▸ Written request
Can you reproduce the material from the line with "class:man throwing ball | box_all" up to and including the line with "[415,182,450,221]", offsetting every bounding box coordinate by adding 142 to it?

(Entries from an annotation dataset)
[Start]
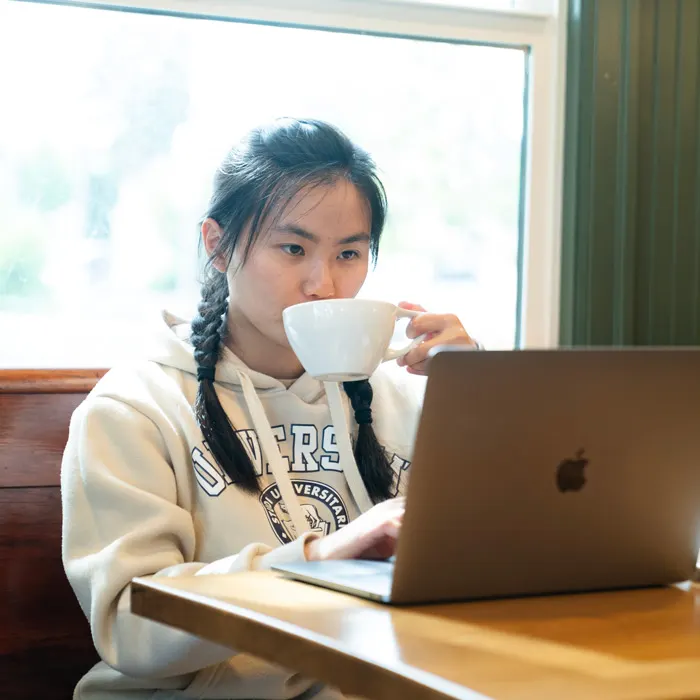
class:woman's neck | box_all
[226,312,304,379]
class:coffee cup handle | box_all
[382,308,426,362]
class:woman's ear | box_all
[202,218,226,272]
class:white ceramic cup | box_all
[282,299,424,382]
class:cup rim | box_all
[282,297,398,315]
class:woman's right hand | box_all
[304,497,406,561]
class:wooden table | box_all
[132,572,700,700]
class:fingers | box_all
[406,313,469,338]
[399,301,425,311]
[397,327,474,371]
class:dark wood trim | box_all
[0,369,107,394]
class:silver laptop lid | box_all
[392,348,700,602]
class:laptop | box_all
[274,347,700,604]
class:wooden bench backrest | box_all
[0,370,104,700]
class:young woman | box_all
[61,119,474,700]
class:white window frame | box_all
[19,0,566,348]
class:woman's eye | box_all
[282,243,304,258]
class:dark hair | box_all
[191,119,392,503]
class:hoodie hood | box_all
[148,311,324,403]
[149,311,373,537]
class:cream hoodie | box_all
[61,314,419,700]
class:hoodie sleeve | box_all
[61,396,318,698]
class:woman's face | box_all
[205,179,371,348]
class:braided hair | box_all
[190,119,393,503]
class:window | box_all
[0,0,557,367]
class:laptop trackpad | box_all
[272,559,394,601]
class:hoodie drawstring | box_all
[323,382,372,513]
[236,370,309,537]
[236,370,372,537]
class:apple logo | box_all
[557,449,588,493]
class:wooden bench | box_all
[0,370,104,700]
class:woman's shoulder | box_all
[370,363,426,459]
[81,360,196,420]
[370,362,426,411]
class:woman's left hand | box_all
[396,301,478,375]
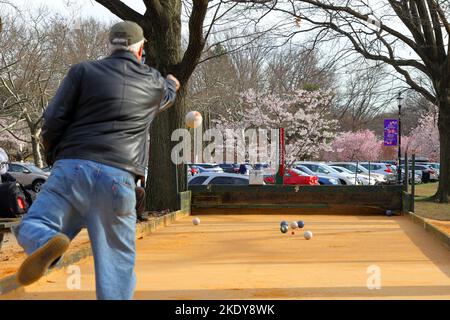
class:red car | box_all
[264,169,319,186]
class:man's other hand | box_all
[167,74,180,91]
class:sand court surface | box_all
[3,214,450,300]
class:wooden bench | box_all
[0,218,22,250]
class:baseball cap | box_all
[109,21,147,46]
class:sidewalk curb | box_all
[409,212,450,249]
[0,210,191,298]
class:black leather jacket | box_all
[42,51,176,177]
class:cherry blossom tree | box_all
[215,90,337,163]
[325,130,383,161]
[407,111,440,161]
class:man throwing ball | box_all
[14,21,180,299]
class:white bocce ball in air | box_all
[186,111,203,129]
[304,231,313,240]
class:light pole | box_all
[397,92,408,185]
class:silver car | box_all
[188,172,250,187]
[8,162,50,192]
[329,162,388,185]
[359,162,397,184]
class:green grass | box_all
[416,182,438,199]
[415,182,450,221]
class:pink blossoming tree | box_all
[324,130,383,161]
[215,90,337,163]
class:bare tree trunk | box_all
[435,89,450,202]
[31,130,44,168]
[147,90,187,211]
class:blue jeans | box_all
[15,160,136,300]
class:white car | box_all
[359,162,398,183]
[188,172,250,187]
[188,163,223,173]
[295,162,362,185]
[330,166,379,186]
[329,162,388,185]
[8,162,50,193]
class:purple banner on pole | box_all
[384,119,398,147]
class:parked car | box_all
[330,166,379,186]
[424,162,441,180]
[400,164,439,182]
[402,168,422,184]
[188,172,250,187]
[295,162,362,185]
[187,165,200,177]
[189,163,223,173]
[219,163,239,173]
[359,162,397,184]
[8,162,50,192]
[264,169,319,186]
[253,163,270,170]
[426,162,441,172]
[295,165,341,186]
[328,162,388,185]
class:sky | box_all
[3,0,428,111]
[8,0,145,21]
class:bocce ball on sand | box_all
[304,231,313,240]
[186,111,203,129]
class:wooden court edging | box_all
[0,191,191,296]
[409,212,450,249]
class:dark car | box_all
[219,163,239,173]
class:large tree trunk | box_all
[31,131,44,168]
[143,0,187,211]
[147,90,187,211]
[435,89,450,202]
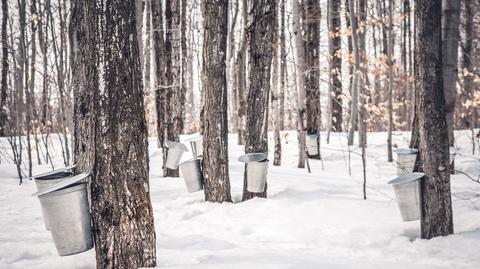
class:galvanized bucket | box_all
[185,133,203,159]
[34,173,93,256]
[33,167,73,231]
[388,173,424,221]
[165,141,188,169]
[306,134,318,156]
[449,147,457,165]
[239,153,269,193]
[190,140,203,159]
[179,159,203,192]
[393,148,418,176]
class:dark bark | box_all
[278,0,287,130]
[70,0,156,268]
[151,0,169,163]
[235,0,248,145]
[462,1,477,129]
[163,0,180,177]
[243,0,276,201]
[414,0,453,239]
[0,0,9,137]
[304,0,321,159]
[202,0,232,202]
[328,0,343,132]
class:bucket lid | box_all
[238,153,267,163]
[184,133,203,142]
[393,148,418,155]
[388,172,425,185]
[165,140,188,152]
[28,164,77,179]
[32,173,88,196]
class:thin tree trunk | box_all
[328,0,343,132]
[387,0,393,162]
[235,0,248,145]
[202,0,232,202]
[304,0,321,159]
[270,2,283,166]
[151,0,168,149]
[243,0,276,201]
[442,0,460,172]
[0,0,9,137]
[348,0,361,146]
[414,0,453,239]
[278,0,288,130]
[292,0,307,168]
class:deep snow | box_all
[0,131,480,269]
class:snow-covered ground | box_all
[0,129,480,269]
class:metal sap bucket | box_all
[33,165,75,228]
[34,173,93,256]
[179,159,203,192]
[186,133,203,159]
[388,173,424,221]
[165,141,188,169]
[238,153,269,193]
[393,148,418,176]
[306,134,318,156]
[449,147,457,165]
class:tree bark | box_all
[235,0,248,145]
[292,0,307,168]
[202,0,232,203]
[243,0,276,201]
[304,0,321,159]
[442,0,460,172]
[414,0,453,239]
[348,0,361,146]
[387,0,393,162]
[0,0,9,137]
[328,0,343,132]
[70,0,156,268]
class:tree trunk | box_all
[292,0,307,168]
[304,0,321,159]
[278,0,288,130]
[328,0,343,132]
[70,0,156,268]
[270,2,283,166]
[387,0,393,162]
[462,1,477,129]
[442,0,460,172]
[234,0,248,145]
[202,0,232,203]
[414,0,453,239]
[348,0,361,146]
[163,0,180,177]
[0,0,9,137]
[243,0,276,201]
[151,0,168,151]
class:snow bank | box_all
[End]
▸ Result for this task
class:man throwing ball | box_all
[156,163,322,441]
class:white bocce ball in air | box_all
[328,253,345,271]
[446,373,455,382]
class:light pole | box_all
[539,234,550,327]
class:silver car | box_all
[330,314,392,329]
[150,304,192,334]
[471,304,530,327]
[501,304,539,326]
class:green grass | box_all
[558,324,580,341]
[557,324,592,363]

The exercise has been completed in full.